#### FRAGMENTO

Estos miedos aparecen, sin embargo las más de las veces carecen totalmente de fundamento.

 

            Algo fundamental a tener en cuenta: este “viaje” hacia nuestro interior que pone un “basta” definitivo a la huída, y nos lanza al encuentro con nosotros mismos, no lo haremos solos, sino de la mano del Espíritu de Dios, el único que nos puede revelar la verdad, y el único que puede hacer posible todas las cosas.

 

            Para este paso tan íntimo y tan radical no estamos solos: la gracia de Dios, operada en la Pascua de Jesús, está en nosotros, animándonos desde dentro, iluminándonos, fortaleciéndonos. Por eso debemos pedir el don de poder dar este paso, y, al escucharnos a nosotros mismos, debemos antes ponernos en manos del Padre, porque sólo Él puede abrir caminos que desde nuestras solas fuerzas estarían bloqueados.

########
#### DATOS SIN PROCESAR

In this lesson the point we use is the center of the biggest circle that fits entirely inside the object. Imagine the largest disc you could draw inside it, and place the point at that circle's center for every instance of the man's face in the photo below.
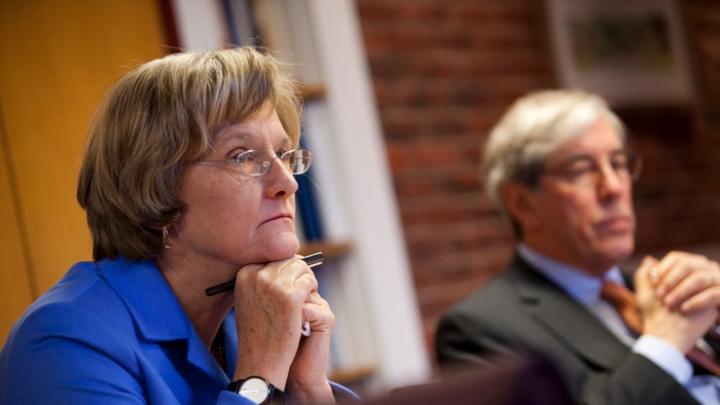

########

*LAS TAREAS*:
1. Responde según el fragmento:
(a) ¿Qué ocurre las más de las veces con los miedos que aparecen?
(b) ¿De la mano de quién haremos el "viaje" hacia nuestro interior?
(c) ¿En manos de quién debemos ponernos antes de escucharnos a nosotros mismos?
2. Prosigue el fragmento sobre el encuentro con uno mismo a partir de su última oración.

*RESULTADOS POR TAREA*:
1.
(a) Carecen totalmente de fundamento.
(b) De la mano del Espíritu de Dios.
(c) En manos del Padre.

2.
La posibilidad de realizar este paso es parte de nuestra “redención”, la gracia por excelencia que Jesús nos regala en su Pascua.

 

Tal vez el giro que hemos dado desde la descripción de las huidas al “paso” hacia el encuentro, tengan la sensación que hemos traspasado casi violentamente desde el plano psicológico al espiritual. Pero es que nosotros, aún cuando complejos, somos una unidad, por eso nuestra relación con Dios es necesaria (honestamente no concibo otro modo de vivir a pleno), para la armonización, el orden y el desarrollo de nuestra persona en sentido integral.